> _DIRECTIONS FOR THIS TASK_: Return the lines below that contain "drawer".

> _EXERCISE INPUT_:
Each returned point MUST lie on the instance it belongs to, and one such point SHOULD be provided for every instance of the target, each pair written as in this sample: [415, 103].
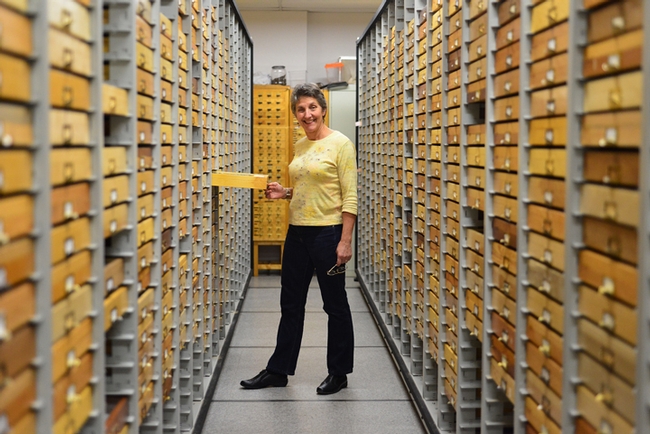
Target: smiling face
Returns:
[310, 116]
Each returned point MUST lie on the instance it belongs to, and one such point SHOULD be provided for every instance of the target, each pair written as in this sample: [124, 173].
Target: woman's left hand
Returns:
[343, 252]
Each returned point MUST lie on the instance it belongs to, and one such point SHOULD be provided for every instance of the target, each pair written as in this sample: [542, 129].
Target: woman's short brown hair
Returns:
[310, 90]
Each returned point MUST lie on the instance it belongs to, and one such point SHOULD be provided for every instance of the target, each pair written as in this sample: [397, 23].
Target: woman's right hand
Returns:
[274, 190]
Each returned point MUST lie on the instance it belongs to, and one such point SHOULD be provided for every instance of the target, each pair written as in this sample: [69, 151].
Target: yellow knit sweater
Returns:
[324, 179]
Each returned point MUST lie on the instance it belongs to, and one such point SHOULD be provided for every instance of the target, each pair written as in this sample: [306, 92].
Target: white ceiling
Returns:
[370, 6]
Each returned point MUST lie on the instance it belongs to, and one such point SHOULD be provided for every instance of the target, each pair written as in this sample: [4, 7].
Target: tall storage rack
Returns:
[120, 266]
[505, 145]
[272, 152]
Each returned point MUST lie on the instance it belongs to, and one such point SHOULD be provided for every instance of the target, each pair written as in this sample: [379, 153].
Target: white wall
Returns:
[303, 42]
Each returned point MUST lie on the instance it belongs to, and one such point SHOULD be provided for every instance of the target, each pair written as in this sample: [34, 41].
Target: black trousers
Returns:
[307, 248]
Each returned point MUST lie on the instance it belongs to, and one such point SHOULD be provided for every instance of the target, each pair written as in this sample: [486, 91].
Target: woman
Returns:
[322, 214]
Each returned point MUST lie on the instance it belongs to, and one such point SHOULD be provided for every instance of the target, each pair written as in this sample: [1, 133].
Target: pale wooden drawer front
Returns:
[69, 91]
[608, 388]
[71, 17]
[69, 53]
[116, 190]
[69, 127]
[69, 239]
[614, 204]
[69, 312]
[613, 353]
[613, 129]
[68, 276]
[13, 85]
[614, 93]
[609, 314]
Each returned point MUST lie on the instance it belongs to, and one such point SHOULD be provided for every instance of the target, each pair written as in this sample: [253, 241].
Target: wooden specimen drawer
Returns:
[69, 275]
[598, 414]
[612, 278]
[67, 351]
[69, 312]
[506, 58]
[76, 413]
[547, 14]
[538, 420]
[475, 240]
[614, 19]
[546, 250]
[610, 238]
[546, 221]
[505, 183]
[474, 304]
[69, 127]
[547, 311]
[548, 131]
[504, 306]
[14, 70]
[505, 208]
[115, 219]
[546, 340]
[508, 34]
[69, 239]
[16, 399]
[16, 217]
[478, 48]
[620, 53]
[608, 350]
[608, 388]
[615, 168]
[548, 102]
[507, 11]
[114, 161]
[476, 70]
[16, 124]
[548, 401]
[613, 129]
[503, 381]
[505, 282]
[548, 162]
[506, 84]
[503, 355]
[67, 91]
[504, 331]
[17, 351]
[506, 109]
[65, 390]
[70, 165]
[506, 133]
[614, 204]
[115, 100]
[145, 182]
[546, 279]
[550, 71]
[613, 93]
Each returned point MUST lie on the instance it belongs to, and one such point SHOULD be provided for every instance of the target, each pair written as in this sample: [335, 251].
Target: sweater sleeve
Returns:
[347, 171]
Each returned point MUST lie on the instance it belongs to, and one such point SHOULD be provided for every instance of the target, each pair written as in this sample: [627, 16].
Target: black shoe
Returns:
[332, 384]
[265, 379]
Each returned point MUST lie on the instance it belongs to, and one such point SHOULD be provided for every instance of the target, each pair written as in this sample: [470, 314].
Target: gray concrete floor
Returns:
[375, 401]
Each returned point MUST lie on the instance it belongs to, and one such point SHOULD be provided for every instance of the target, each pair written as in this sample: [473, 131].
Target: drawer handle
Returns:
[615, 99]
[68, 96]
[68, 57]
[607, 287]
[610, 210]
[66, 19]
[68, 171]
==
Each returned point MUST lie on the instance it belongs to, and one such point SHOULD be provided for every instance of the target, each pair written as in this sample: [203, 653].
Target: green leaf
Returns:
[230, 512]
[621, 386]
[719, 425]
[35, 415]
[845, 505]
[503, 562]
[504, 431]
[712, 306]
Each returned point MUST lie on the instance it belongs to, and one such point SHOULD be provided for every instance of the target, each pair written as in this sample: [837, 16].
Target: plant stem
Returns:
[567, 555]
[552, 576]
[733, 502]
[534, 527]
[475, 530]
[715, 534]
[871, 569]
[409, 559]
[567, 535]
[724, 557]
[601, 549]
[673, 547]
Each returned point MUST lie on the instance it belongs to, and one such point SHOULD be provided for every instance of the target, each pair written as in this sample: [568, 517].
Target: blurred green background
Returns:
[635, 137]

> _FINAL ANSWER_:
Target: pale wooden drawer front
Target: wooden specimen drawer
Target: drawer handle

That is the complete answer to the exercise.